Raw records

########

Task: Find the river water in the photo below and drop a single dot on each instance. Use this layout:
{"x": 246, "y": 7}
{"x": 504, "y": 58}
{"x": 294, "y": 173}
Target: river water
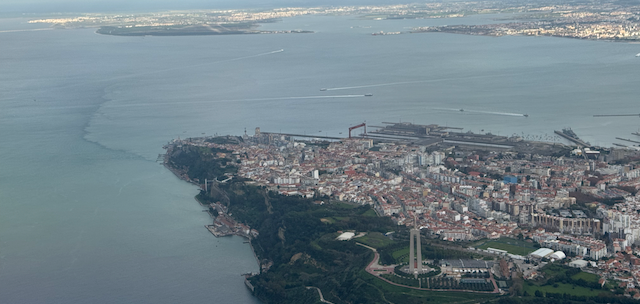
{"x": 88, "y": 216}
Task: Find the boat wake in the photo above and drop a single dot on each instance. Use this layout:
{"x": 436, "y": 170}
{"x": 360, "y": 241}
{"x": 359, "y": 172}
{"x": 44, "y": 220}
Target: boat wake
{"x": 484, "y": 112}
{"x": 232, "y": 100}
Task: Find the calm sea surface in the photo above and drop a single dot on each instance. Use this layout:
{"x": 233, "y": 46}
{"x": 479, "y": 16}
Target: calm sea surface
{"x": 88, "y": 216}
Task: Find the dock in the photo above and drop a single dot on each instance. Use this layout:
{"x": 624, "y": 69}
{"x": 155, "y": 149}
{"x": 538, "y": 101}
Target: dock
{"x": 629, "y": 140}
{"x": 303, "y": 135}
{"x": 575, "y": 140}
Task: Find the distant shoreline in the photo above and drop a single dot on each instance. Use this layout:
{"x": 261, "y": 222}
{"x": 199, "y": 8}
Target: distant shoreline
{"x": 196, "y": 30}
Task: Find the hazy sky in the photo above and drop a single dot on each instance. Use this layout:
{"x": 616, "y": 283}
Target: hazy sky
{"x": 46, "y": 6}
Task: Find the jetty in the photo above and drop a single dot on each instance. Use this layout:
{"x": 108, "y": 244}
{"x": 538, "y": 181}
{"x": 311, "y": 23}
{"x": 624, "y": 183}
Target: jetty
{"x": 569, "y": 135}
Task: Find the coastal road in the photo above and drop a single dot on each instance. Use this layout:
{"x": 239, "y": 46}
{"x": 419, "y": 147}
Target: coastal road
{"x": 320, "y": 293}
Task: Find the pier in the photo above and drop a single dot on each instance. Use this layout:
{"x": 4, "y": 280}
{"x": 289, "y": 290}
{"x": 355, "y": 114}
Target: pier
{"x": 629, "y": 140}
{"x": 572, "y": 139}
{"x": 303, "y": 135}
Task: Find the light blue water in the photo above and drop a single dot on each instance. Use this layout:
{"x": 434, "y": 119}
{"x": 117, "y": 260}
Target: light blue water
{"x": 87, "y": 216}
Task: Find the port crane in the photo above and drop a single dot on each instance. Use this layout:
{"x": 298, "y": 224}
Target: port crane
{"x": 358, "y": 126}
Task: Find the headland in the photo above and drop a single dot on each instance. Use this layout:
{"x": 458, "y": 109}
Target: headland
{"x": 318, "y": 212}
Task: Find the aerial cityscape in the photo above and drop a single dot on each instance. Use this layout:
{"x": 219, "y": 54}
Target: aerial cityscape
{"x": 573, "y": 206}
{"x": 619, "y": 21}
{"x": 347, "y": 151}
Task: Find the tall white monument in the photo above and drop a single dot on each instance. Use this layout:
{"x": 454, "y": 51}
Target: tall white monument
{"x": 415, "y": 260}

########

Set problem
Convert every item above into a numbered list with one line per entry, skipping blank lines. Omit the picture from the output.

Output for this task
1. Task: Find the river water in the photo below and drop a single dot on each instance. Use this layout:
2. {"x": 246, "y": 7}
3. {"x": 504, "y": 58}
4. {"x": 294, "y": 173}
5. Target: river water
6. {"x": 88, "y": 216}
7. Task: Find the boat wake in the photo above and drop a single dot on each instance. Use this layout:
8. {"x": 436, "y": 170}
9. {"x": 360, "y": 241}
10. {"x": 359, "y": 172}
11. {"x": 44, "y": 220}
12. Target: boat wake
13. {"x": 484, "y": 112}
14. {"x": 232, "y": 100}
15. Task: Find the calm sea surface in the photo above and drop a single dot on each instance. Use this layout:
16. {"x": 233, "y": 46}
17. {"x": 479, "y": 16}
18. Target: calm sea surface
19. {"x": 88, "y": 216}
20. Task: Find the dock in the photo above and drop a single dot on each instance. Use this layout:
21. {"x": 624, "y": 69}
22. {"x": 155, "y": 149}
23. {"x": 538, "y": 101}
24. Target: dock
25. {"x": 629, "y": 140}
26. {"x": 303, "y": 135}
27. {"x": 575, "y": 140}
28. Task: Find the distant shoreline in the photo above and drop a single dot on each instance. Use this layout:
29. {"x": 261, "y": 222}
30. {"x": 199, "y": 8}
31. Target: distant shoreline
32. {"x": 196, "y": 30}
33. Task: Find the hazy sky in the photo above and drop a single dot on each instance. Use this layout:
34. {"x": 616, "y": 283}
35. Target: hazy sky
36. {"x": 46, "y": 6}
37. Task: Find the jetty in the photo above and drop a single dot on each instance. Use this layout:
38. {"x": 108, "y": 244}
39. {"x": 538, "y": 181}
40. {"x": 311, "y": 23}
41. {"x": 624, "y": 183}
42. Target: jetty
43. {"x": 569, "y": 135}
44. Task: Find the coastal road in the photo above and drop a single dot on each instance. Use this layout:
45. {"x": 239, "y": 46}
46. {"x": 419, "y": 147}
47. Target: coastal road
48. {"x": 320, "y": 293}
49. Task: Find the pier in the photo above and drop a single dot on each instance. Use this layout:
50. {"x": 4, "y": 280}
51. {"x": 289, "y": 290}
52. {"x": 355, "y": 114}
53. Target: pier
54. {"x": 629, "y": 140}
55. {"x": 572, "y": 139}
56. {"x": 303, "y": 135}
57. Task: Find the light blue water in the photo above and drop a single dot on each instance. Use this layout:
58. {"x": 434, "y": 119}
59. {"x": 117, "y": 260}
60. Target: light blue water
61. {"x": 87, "y": 216}
62. Task: Find the port crane in the photo above and drop a single dot on each instance. Use this layout:
63. {"x": 298, "y": 224}
64. Target: port crane
65. {"x": 358, "y": 126}
66. Task: Find the headland in the photo above and drop a single dot on each instance. Use this layout:
67. {"x": 458, "y": 109}
68. Target: headland
69. {"x": 318, "y": 212}
70. Task: Find the aerial cityscape in the photo above and drop a single dot on each instance. Use this layout:
71. {"x": 219, "y": 54}
72. Target: aerial cityscape
73. {"x": 573, "y": 206}
74. {"x": 619, "y": 21}
75. {"x": 347, "y": 151}
76. Task: Find the tall white monument in the photo above and drop a single dot on each instance. Use this layout:
77. {"x": 454, "y": 51}
78. Target: tall white monument
79. {"x": 415, "y": 260}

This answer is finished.